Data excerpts
"""

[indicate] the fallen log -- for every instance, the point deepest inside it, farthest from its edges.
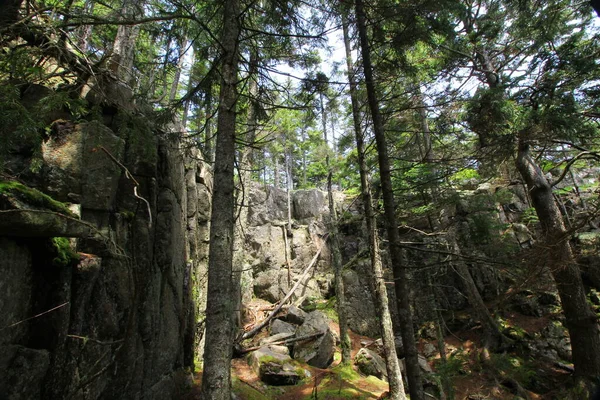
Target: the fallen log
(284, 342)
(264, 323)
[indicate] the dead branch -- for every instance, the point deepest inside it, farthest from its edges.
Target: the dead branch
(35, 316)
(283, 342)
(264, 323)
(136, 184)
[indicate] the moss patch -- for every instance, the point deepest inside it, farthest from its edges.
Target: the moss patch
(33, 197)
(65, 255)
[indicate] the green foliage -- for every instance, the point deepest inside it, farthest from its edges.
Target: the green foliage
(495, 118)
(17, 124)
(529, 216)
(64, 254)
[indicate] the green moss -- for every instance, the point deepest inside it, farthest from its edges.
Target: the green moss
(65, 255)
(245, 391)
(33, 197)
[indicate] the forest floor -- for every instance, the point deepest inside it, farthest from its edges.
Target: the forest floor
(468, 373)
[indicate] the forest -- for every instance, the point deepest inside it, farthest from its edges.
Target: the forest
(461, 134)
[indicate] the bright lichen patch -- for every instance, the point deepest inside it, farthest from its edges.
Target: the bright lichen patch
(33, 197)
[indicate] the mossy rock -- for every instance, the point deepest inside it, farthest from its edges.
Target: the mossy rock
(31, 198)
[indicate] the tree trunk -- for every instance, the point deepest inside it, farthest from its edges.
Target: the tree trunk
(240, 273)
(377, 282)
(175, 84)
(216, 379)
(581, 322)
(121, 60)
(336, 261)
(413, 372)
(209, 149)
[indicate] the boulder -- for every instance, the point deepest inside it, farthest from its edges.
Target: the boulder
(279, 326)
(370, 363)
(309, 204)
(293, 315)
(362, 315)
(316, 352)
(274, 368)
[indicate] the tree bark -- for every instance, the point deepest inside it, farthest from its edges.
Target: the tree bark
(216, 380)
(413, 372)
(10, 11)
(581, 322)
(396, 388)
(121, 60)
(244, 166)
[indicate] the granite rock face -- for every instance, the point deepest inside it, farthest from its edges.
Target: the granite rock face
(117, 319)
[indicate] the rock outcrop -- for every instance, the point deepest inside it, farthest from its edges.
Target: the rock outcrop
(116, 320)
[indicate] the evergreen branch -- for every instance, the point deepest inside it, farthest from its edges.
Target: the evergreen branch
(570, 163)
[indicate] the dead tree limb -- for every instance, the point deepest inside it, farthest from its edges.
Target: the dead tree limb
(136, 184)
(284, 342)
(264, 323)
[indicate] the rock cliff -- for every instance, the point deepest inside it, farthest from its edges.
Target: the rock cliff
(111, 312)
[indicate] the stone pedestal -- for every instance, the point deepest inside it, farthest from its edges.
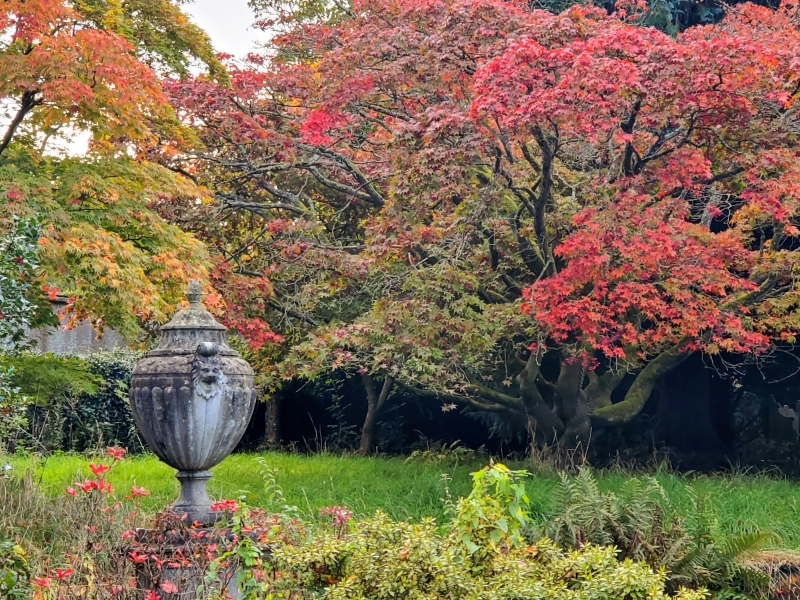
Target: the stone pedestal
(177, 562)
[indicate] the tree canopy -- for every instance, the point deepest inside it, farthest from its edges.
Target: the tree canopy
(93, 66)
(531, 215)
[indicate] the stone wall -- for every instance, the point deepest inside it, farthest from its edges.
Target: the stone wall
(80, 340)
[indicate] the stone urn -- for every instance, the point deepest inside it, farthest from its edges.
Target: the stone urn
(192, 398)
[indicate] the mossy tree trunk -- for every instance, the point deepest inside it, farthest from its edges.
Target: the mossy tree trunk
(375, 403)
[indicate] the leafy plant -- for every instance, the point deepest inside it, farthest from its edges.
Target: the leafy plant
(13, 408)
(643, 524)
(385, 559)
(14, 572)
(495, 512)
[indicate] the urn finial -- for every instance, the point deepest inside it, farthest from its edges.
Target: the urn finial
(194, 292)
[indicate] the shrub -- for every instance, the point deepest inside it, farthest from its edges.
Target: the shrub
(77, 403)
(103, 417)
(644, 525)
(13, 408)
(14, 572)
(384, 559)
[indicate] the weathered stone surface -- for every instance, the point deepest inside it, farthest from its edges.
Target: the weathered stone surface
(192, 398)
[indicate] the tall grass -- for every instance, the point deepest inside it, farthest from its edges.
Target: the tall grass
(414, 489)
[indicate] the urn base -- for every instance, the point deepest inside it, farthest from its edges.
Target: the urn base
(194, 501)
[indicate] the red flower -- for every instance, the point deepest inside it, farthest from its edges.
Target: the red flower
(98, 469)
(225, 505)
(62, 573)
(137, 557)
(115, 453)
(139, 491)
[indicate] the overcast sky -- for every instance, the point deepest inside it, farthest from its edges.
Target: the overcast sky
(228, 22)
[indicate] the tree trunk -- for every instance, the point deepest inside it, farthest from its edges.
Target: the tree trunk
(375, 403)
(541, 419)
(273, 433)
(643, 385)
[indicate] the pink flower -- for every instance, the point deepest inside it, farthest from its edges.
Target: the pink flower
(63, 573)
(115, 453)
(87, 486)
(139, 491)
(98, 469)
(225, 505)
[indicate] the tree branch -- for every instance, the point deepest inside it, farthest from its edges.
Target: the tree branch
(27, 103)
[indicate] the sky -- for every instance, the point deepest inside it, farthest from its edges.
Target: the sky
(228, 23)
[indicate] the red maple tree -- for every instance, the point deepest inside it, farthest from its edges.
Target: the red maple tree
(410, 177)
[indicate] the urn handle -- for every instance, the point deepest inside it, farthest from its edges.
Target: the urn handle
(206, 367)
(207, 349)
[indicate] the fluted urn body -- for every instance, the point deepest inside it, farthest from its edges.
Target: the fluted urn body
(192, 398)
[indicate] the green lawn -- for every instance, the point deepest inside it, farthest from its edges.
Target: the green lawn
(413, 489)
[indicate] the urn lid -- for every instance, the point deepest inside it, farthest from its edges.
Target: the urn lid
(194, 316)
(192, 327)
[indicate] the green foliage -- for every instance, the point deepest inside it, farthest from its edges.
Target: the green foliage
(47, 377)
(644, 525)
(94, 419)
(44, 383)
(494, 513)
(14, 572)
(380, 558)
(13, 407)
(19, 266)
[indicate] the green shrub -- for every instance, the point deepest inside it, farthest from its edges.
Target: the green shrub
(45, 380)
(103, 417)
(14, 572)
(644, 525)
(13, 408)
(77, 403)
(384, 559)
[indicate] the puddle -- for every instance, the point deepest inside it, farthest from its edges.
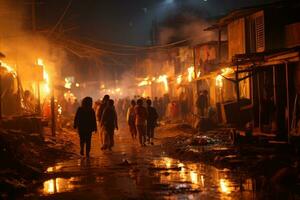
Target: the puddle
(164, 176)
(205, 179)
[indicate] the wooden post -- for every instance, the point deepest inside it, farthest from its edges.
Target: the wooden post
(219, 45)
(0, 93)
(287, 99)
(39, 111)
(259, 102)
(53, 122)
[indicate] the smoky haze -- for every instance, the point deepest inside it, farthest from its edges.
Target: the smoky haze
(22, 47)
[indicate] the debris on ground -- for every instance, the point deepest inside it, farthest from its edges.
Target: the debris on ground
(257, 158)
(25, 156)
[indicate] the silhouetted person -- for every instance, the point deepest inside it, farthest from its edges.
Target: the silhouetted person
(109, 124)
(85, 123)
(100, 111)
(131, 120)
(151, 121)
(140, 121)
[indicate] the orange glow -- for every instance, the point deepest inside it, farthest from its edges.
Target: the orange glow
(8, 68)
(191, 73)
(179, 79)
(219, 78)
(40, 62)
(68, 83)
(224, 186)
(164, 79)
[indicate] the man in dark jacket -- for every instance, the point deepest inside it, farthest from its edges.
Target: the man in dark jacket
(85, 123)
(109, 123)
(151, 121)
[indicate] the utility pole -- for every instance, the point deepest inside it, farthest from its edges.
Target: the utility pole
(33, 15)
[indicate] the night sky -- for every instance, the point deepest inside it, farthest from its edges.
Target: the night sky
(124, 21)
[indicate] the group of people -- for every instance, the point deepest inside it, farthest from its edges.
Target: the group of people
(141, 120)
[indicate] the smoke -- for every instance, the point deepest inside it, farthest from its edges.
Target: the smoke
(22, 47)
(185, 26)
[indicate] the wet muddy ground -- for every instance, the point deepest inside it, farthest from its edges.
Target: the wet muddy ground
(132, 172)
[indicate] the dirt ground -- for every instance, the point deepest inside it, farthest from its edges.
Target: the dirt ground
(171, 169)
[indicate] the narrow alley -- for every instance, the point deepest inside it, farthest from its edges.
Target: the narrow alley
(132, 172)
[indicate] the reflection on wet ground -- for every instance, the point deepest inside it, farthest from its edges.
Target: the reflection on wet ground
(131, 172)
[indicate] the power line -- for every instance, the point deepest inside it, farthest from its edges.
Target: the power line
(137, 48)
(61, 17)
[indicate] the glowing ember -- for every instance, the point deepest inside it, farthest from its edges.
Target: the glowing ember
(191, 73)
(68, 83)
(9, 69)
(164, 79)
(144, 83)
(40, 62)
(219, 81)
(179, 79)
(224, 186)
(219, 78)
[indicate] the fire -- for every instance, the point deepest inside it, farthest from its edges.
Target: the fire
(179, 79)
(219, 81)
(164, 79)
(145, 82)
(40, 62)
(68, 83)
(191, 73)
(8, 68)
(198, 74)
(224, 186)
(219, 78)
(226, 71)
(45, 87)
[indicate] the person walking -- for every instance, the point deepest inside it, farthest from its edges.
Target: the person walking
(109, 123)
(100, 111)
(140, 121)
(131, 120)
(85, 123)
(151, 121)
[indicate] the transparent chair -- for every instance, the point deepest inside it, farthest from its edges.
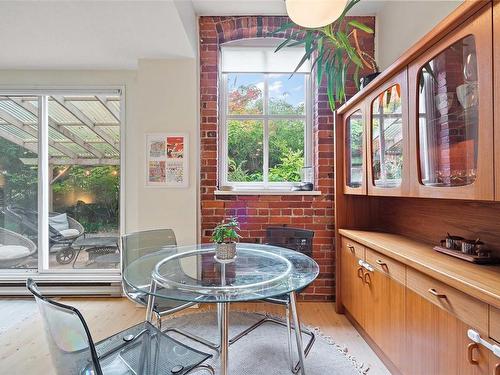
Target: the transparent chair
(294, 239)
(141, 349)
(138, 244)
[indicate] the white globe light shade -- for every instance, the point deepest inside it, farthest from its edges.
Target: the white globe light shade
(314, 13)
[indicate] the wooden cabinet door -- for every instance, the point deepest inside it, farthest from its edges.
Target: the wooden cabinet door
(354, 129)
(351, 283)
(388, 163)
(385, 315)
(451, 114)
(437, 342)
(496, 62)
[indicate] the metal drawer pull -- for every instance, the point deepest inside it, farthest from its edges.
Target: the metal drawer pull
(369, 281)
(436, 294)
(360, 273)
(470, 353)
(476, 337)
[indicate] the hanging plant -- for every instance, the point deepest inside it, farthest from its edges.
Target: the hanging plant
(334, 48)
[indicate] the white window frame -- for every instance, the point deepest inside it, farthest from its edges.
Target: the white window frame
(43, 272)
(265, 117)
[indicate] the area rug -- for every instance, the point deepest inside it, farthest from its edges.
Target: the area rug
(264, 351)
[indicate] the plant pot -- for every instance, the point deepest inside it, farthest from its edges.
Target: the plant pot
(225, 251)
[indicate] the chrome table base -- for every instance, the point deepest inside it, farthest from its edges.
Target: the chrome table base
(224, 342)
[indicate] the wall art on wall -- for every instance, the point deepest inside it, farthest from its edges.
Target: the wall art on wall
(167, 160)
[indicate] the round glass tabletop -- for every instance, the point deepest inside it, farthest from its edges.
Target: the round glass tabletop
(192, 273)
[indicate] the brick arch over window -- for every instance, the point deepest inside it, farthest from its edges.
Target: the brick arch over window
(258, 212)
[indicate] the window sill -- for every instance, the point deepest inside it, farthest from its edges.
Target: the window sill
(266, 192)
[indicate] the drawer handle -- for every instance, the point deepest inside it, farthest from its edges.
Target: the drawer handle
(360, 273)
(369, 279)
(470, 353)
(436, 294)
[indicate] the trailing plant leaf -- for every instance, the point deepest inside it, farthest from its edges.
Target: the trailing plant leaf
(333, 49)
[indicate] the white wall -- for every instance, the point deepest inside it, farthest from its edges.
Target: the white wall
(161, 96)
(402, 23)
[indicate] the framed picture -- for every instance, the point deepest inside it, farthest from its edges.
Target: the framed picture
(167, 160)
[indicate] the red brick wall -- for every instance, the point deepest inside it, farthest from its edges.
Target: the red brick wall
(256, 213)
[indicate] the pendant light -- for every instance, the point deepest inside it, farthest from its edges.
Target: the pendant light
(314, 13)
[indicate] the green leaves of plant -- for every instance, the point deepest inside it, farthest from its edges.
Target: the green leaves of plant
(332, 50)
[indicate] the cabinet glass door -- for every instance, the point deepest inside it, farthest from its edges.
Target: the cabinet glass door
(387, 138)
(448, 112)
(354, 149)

"""

▶ [Task to complete] Where the data above reaches the line holding "Target: the white wall", begin printing, and stop after the line holding "[indicate] the green leaves". Each line must be reproduced exactly, with nothing else added.

▶ [Written reply]
Target: the white wall
(161, 96)
(402, 23)
[indicate] the framed picture -- for every instance, the point deepest inside it, farthest from its edges.
Target: the framed picture
(167, 160)
[indicate] the red brick wall -- for every instance, the point deepest inside it, farthest from its edges.
Target: the red brick wall
(256, 213)
[indicate] the pendant light -- for every instance, the point deepest inside it, farthest from its edges.
Target: the pendant light
(314, 13)
[indicate] the green leaves of plant -- for every instance, the point deepest inside it, farthest from its edges.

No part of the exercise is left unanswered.